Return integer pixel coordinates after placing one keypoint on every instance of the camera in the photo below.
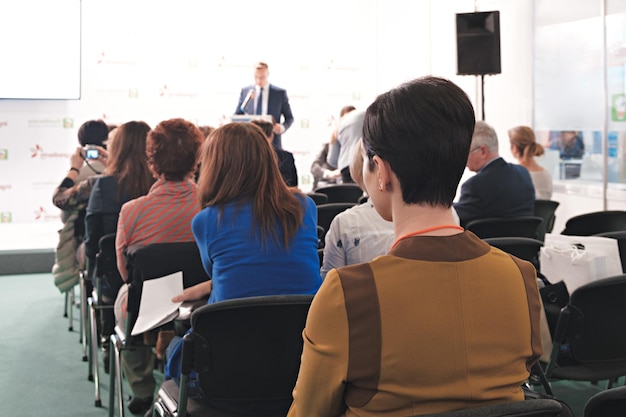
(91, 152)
▬▬▬
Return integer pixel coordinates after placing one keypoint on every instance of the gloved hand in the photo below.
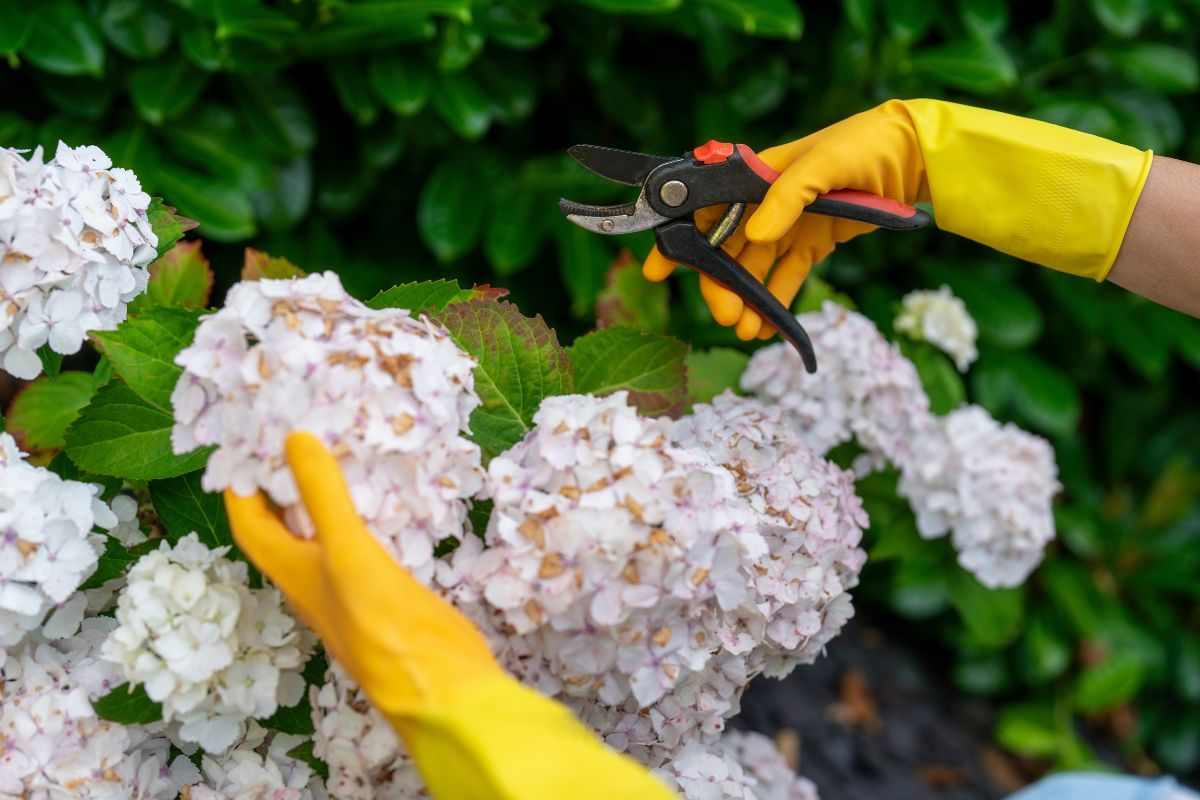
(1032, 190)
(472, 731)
▬▬▬
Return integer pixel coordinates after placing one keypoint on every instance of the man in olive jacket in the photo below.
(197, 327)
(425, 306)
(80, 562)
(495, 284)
▬▬▬
_Required work_:
Extract from the data above each line that contains the word "every", and reproduce those lines in full.

_Response to the exercise_:
Return integer pixel coordinates after placing one keypoint on every instance of the camera in the photo below.
Return integer pixel coordinates after placing one keypoint on every instance of the gloved hand in the photo below.
Return integer pixel coordinates after placing one keypoint on every instance of the man in olive jacket in the photo below.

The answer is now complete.